Extracted records
(begin)
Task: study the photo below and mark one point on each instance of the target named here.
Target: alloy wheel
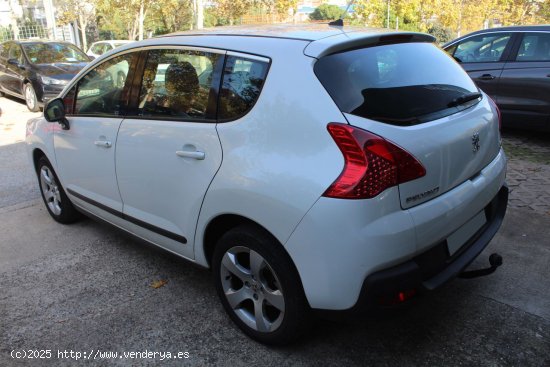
(50, 188)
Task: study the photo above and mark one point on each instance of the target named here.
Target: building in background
(28, 19)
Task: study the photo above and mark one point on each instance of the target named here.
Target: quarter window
(242, 82)
(178, 84)
(534, 47)
(100, 91)
(482, 48)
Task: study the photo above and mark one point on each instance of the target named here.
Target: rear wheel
(259, 286)
(58, 204)
(30, 98)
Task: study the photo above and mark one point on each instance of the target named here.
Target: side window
(534, 47)
(68, 101)
(242, 83)
(482, 48)
(100, 91)
(177, 84)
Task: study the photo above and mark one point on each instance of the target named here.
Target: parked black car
(38, 70)
(512, 65)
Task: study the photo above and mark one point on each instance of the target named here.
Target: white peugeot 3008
(310, 167)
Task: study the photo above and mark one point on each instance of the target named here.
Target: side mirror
(55, 112)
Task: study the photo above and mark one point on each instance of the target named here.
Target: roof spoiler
(353, 40)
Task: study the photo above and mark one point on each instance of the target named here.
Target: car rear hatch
(415, 96)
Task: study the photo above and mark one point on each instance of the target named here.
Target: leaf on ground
(159, 283)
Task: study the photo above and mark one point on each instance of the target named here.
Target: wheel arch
(221, 224)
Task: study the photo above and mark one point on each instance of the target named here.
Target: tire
(58, 204)
(259, 286)
(30, 98)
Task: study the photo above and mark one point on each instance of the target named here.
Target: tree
(326, 12)
(283, 6)
(131, 13)
(231, 9)
(441, 33)
(371, 12)
(171, 16)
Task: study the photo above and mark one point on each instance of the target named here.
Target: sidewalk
(528, 170)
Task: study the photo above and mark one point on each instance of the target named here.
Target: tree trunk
(141, 19)
(200, 15)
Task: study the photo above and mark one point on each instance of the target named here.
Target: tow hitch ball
(495, 260)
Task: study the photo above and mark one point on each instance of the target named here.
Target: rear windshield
(400, 84)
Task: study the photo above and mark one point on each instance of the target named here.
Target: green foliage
(326, 12)
(441, 33)
(282, 6)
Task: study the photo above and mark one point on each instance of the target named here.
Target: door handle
(191, 154)
(487, 77)
(103, 143)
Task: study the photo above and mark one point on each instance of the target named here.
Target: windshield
(49, 53)
(399, 84)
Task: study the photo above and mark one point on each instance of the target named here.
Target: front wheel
(58, 204)
(259, 286)
(30, 98)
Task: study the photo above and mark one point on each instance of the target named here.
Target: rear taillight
(371, 164)
(492, 101)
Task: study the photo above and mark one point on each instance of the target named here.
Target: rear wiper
(463, 99)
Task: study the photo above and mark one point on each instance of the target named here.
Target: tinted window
(49, 53)
(177, 84)
(100, 91)
(534, 47)
(242, 82)
(482, 48)
(68, 101)
(401, 84)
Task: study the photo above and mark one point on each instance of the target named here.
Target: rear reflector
(371, 164)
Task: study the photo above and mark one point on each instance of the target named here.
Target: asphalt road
(86, 288)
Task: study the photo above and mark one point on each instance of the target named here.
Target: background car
(37, 71)
(99, 48)
(309, 167)
(512, 65)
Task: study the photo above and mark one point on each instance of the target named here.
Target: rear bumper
(433, 268)
(341, 247)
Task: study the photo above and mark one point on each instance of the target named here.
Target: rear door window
(end)
§ Task brief: In this exercise, set down all of the data exactly, without the pictures.

§ Solution for this exercise:
Task: study the photo below and mark one point on each instance of the target named here.
Target: alloy wheel
(50, 188)
Task: study the photo above and mark one point on each instance of the target named here.
Target: building in background
(28, 19)
Task: study the photo above and mark one point on each instance of the target named here.
Target: quarter window
(242, 82)
(178, 84)
(534, 47)
(100, 91)
(482, 48)
Task: study the photo above and mark one point on each instance of the target named here.
Target: rear wheel
(259, 286)
(58, 204)
(30, 98)
Task: study the photo above and mark one point on each instance of the target named here.
Target: side window
(534, 47)
(68, 101)
(242, 83)
(482, 48)
(100, 91)
(177, 84)
Task: study the photo above and mark one point on each instance of the target named here.
Target: parked black car
(38, 70)
(512, 65)
Task: study the photo above and mark one point on each instance of the target named here.
Target: white peugeot 3008
(310, 167)
Task: study the photo above and mark one point on each instance of the target named here.
Target: side mirror
(55, 112)
Task: study the photo above and mark one point on each instance of the target named here.
Target: roof spoiler
(353, 40)
Task: study the photo above and mark one point on each instance of the target named here.
Target: car rear hatch
(415, 96)
Task: study the photo above and mark one point on each instance of the target named here.
Target: leaf on ground
(159, 283)
Task: study the photo above and mark one point on each instance of the target named here.
Target: wheel arch
(221, 224)
Task: study the photo above and mark one point on each instance of the target named here.
Target: tire
(58, 204)
(259, 286)
(30, 98)
Task: study the photo above and mark one point on each instance of the target named here.
Target: tree
(326, 12)
(283, 6)
(131, 13)
(231, 9)
(441, 33)
(371, 12)
(171, 16)
Task: study the photo above and mark one point on each instance of the target named here.
Target: sidewalk
(528, 170)
Task: study the photo above and mark one point on each instance of the target named here.
Target: tree trunk
(141, 19)
(200, 15)
Task: study the photo above and mark one point on each instance of the target named here.
Target: tow hitch ball
(495, 260)
Task: study the photo above and mark one point on each instance of the target named here.
Target: rear windshield
(400, 84)
Task: study the photo above and mark one point on each instance of the target named here.
Target: green foliage
(326, 12)
(441, 33)
(282, 6)
Task: study the photo above and mark one point on each instance of the target named here.
Target: door handle
(191, 154)
(487, 77)
(103, 143)
Task: study the photo above and mark one point on each instance of the target named here.
Target: windshield
(49, 53)
(399, 84)
Task: study the photo above and mark one point on each instance of the target named here.
Target: front wheel
(58, 204)
(259, 286)
(30, 98)
Task: study the photo above and mark one point on each instance of the target named here.
Target: rear taillight
(371, 164)
(492, 101)
Task: study the photo above and mark one point on each instance of the target named here.
Target: rear wiper
(463, 99)
Task: study the photo above and mark one point on each instance of the target named here.
Target: tinted window
(49, 53)
(177, 84)
(100, 91)
(534, 47)
(242, 82)
(482, 48)
(68, 101)
(401, 84)
Task: study the photo above and mark one point on each instance of the target named here.
Target: rear reflector
(371, 164)
Task: study the photo above and mark one point on each instance of the target named here.
Target: asphalt road
(86, 288)
Task: study the photo above and mark one point on each instance of the target named here.
Target: background car
(37, 71)
(99, 48)
(309, 167)
(512, 65)
Task: study the photo above and mark one point on each instance of the target named here.
Target: rear bumper
(433, 268)
(341, 247)
Task: study the photo above and mark one point on each instance of the target named here.
Target: rear door window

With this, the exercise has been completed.